Passage
# Electrolux 3 Way Fridge



## motorhead550 (Oct 30, 2010)

Hi, The Electrolux 3 Way Fridge wont operate on 12v......no problems with gas & 240v it seems tho'. Have checked the fuses which are located under the bonnet & all seem ok. Always run the engine when on 12v too. The engine battery ran flat, so I removed & recharged, but still no 12v operation.......can anyone help? Thanks.


----------



## caspar (Oct 30, 2010)

I had this problem last month. I simply took out the fridge and ran new wiring and fuse. Works a treat now and only took about 30 minutes.


----------



## Deleted member 207 (Oct 31, 2010)

I've had a few "dry" spade connectors on the Electrolux fridges over the years. Try taking off and refitting the connectors a few times - small squirt of WD40 to help make a better circuit.

After that if it does not work, do as advised by caspar.

BTW its really best to have a dedicated leisure battery to run appliances - unless you can park on a hill everytime you park up for a bump start. Starting/cranking batteries are not suited to being discharged below about 70% (varies by make) - whereas leisure batteries are designed to go down to around the 30% - 40% mark and then recovering. I'd be buying a new starting battery before winter set in.

Do a lookup in the forums on fitting leisure batteries and simple dual battery charging circuits - its a lot cheaper than stuffing batteries every few years.


----------



## caspar (Oct 31, 2010)

Didn't pick up that you don't have a dedicated leisure battery. It really is well worth the cost of buying one. All you need to get it to charge as you drive along is a spotlight relay wired up - about £5.00! Connect to the ignition or alternator, or alternatively you can have it manually switched (though the danger here is that you forget to turn it off when you stop so still end up draining the engine battery.

A very cheap, quick and easy job - just make sure you use the correct wire and the lowest fuse you can get away with without it blowing.

ps Insulated spade connectors make excellent fuse holders and are much cheaper!


----------



## motorhead550 (Nov 1, 2010)

Thanks for all your responses. Yes the vehicle has a dedicated leisure battery for all the other functions, but the fridge takes its 12v from the engine battery, so the engine needs to run to operate the fridge in this mode. Maybe the battery is on its way out perhaps? The motor is still under warranty so I may get it repaired while its still covered as I've limited time to carry out any modifications.


----------



## Mickt (Nov 1, 2010)

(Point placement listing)
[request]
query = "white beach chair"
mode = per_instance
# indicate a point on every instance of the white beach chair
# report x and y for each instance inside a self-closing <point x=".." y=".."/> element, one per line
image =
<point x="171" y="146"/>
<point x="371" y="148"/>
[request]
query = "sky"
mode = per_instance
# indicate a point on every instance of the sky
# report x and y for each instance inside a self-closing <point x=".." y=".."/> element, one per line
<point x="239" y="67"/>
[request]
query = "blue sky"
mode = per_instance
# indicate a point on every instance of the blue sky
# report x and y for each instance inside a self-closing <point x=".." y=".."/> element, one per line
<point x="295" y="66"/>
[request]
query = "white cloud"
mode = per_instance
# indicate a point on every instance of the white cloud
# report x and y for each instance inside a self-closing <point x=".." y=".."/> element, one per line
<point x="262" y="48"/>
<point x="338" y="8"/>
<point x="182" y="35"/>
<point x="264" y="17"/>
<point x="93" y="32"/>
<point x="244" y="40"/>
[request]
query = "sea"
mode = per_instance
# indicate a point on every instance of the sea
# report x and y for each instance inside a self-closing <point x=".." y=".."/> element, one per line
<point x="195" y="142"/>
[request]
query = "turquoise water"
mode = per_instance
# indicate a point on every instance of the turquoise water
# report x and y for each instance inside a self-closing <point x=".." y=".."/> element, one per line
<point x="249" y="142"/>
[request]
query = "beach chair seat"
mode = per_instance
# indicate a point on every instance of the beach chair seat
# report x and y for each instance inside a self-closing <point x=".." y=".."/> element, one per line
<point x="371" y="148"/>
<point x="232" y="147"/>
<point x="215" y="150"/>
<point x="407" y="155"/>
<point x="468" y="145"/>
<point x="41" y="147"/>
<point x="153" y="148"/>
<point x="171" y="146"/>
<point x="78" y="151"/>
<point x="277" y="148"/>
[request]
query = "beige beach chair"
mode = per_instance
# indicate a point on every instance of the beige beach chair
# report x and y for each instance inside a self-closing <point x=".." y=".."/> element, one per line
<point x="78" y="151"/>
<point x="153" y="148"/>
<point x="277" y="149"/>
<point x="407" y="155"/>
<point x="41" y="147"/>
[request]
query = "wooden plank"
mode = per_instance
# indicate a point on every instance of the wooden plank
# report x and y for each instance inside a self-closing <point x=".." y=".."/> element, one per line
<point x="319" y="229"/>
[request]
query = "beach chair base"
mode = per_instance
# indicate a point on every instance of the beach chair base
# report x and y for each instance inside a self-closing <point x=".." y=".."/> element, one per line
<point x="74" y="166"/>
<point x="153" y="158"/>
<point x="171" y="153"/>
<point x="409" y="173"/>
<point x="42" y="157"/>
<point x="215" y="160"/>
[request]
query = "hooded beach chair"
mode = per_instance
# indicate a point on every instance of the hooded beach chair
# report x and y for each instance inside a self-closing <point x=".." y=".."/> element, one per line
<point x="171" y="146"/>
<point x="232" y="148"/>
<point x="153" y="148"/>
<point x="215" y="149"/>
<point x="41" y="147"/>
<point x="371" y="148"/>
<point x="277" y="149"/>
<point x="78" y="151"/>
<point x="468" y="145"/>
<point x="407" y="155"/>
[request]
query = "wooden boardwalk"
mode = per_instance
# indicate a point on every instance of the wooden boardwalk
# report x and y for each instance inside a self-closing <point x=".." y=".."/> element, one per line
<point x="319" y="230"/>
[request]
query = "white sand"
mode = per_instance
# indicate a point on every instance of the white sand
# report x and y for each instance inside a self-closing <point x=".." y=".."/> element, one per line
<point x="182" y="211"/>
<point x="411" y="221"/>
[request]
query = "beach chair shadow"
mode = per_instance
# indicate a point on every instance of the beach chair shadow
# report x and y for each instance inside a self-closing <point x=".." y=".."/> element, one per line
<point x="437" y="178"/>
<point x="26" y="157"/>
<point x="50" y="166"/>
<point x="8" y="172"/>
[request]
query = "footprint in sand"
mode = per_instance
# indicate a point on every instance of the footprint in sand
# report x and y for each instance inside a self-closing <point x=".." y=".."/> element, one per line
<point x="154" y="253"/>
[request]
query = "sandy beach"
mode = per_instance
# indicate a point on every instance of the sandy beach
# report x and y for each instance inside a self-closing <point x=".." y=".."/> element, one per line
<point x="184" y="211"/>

Exercises to complete
1. Copy the fridge thread word for word, starting with "## caspar (Oct 31, 2010)" and going on through "without it blowing.".
2. Collect every line of the listing that contains the string "plank".

Solutions to the exercise
1.
## caspar (Oct 31, 2010)

Didn't pick up that you don't have a dedicated leisure battery. It really is well worth the cost of buying one. All you need to get it to charge as you drive along is a spotlight relay wired up - about £5.00! Connect to the ignition or alternator, or alternatively you can have it manually switched (though the danger here is that you forget to turn it off when you stop so still end up draining the engine battery.

A very cheap, quick and easy job - just make sure you use the correct wire and the lowest fuse you can get away with without it blowing.

2.
query = "wooden plank"
# indicate a point on every instance of the wooden plank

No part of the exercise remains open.